Interpretatie van de tenlastelegging
In het subsidiair ten laste gelegde wordt verdachte verweten dat hij in de periode van de zomervakantie van 2021 tot en met het moment dat [slachtoffer] over de ontuchtige handelingen aan haar moeder heeft verteld ontuchtige handelingen met [slachtoffer] heeft gepleegd die bestonden of mede bestonden uit het binnendringen van het lichaam. Hier vallen derhalve de ontuchtige handelingen onder die op de camping, in haar bed en op de bank zouden hebben plaatsgevonden.
De rechtbank stelt voorop dat zij de tenlastelegging ziet als een impliciet cumulatieve tenlastelegging waarin meerdere strafbare feiten zijn omschreven. In de tenlastelegging zijn immers gedragingen opgenomen die hebben plaatsgevonden op verschillende tijdstippen en plaatsen en die bij een bewezenverklaring zouden leiden tot een meervoudige kwalificatie. Dit betekent dat voor elk impliciet ten laste gelegde feit voldaan dient te zijn aan het zogenaamde bewijsminimum.
In het meer subsidiair ten laste gelegde is eveneens sprake van een impliciet cumulatieve tenlastelegging waarin meerdere strafbare feiten zijn omschreven. In het meer subsidiair ten laste gelegde wordt verdachte verweten dat hij meermalen, danwel éénmaal, ontucht heeft gepleegd met zijn minderjarig kind. Hier vallen eveneens onder de ontuchtige handelingen die op de camping, in haar bed en op de bank zouden hebben plaatsgevonden. Hierbij is geen sprake van het binnendringen van het lichaam.
Bewijsminimum
Volgens het tweede lid van artikel 342 van het Wetboek van Strafvordering -dat de tenlastelegging in haar geheel betreft en niet een onderdeel daarvan- kan het bewijs dat de verdachte het ten laste gelegde feit heeft begaan, door de rechter niet uitsluitend worden aangenomen op de verklaring van één getuige. Deze bepaling strekt ter waarborging van de deugdelijkheid van de bewijsbeslissing, in die zin dat zij de rechter verbiedt tot een bewezenverklaring te komen in geval de door één getuige gereleveerde feiten en omstandigheden op zichzelf staan en onvoldoende steun vinden in ander bewijsmateriaal. De vraag of aan het bewijsminimum van artikel 342, tweede lid, van het Wetboek van Strafvordering is voldaan laat zich niet in algemene zin beantwoorden, maar vergt een beoordeling van het concrete geval. Het is evenwel vaste rechtspraak van de Hoge Raad dat het niet is vereist dat de tweede bewijsgrond de betrokkenheid van de verdachte bij het strafbare feit bevestigt.

[Uit te voeren taak]:
Noem welk artikellid van het Wetboek van Strafvordering volgens de aangeleverde tekst bepaalt dat de rechter het bewijs niet uitsluitend mag aannemen op de verklaring van één getuige.

[Ruwe gegevens]:
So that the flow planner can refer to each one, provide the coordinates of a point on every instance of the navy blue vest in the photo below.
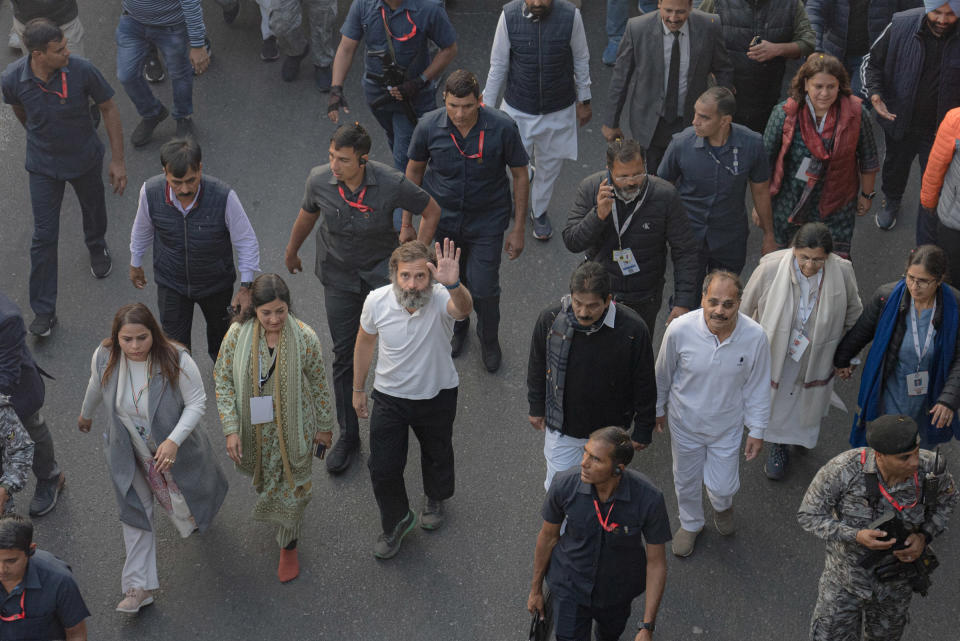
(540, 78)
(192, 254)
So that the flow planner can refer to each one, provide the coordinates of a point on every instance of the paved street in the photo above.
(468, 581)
---
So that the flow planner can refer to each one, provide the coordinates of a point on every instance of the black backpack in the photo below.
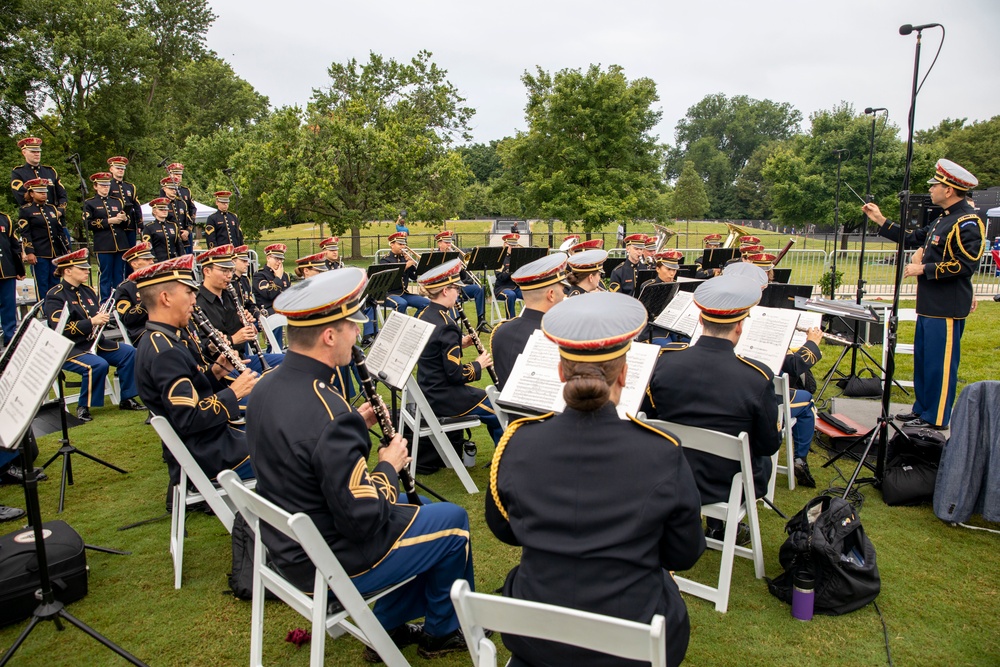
--
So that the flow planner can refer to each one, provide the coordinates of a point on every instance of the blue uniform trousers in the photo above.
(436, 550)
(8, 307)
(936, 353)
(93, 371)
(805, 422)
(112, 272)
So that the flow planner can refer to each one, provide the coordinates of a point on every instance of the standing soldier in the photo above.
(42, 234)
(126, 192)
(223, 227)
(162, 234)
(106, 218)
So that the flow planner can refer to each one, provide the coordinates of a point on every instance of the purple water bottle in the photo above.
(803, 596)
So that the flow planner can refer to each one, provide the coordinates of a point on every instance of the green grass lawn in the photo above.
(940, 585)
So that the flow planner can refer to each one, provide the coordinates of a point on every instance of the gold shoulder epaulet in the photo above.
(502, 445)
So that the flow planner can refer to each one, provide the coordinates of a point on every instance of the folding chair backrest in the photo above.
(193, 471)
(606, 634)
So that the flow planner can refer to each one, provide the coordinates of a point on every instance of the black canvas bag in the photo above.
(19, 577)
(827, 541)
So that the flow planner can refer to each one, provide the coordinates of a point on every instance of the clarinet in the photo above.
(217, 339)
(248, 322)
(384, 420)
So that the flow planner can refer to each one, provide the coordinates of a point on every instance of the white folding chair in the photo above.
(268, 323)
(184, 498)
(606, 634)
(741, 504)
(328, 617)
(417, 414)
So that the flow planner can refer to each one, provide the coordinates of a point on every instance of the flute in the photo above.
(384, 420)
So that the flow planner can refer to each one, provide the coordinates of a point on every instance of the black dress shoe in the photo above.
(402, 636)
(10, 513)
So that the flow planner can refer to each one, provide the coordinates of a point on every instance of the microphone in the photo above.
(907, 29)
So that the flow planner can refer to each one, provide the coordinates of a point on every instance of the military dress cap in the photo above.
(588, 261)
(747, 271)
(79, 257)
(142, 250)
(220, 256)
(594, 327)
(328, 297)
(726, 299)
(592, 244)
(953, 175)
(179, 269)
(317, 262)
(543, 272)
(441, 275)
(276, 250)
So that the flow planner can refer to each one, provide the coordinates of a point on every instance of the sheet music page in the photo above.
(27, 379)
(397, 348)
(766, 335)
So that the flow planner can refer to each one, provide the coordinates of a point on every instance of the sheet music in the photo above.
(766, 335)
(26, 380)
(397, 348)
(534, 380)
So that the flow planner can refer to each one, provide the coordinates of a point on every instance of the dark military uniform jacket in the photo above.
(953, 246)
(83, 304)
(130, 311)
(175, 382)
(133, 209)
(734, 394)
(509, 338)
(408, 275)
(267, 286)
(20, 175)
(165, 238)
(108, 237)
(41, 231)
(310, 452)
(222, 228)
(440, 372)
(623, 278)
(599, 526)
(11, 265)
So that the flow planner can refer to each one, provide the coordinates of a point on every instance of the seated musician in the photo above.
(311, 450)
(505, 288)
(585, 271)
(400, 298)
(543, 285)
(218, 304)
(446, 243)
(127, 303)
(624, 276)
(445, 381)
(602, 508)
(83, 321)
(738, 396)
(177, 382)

[Taakresultaat]:
Artikel 342, tweede lid, van het Wetboek van Strafvordering.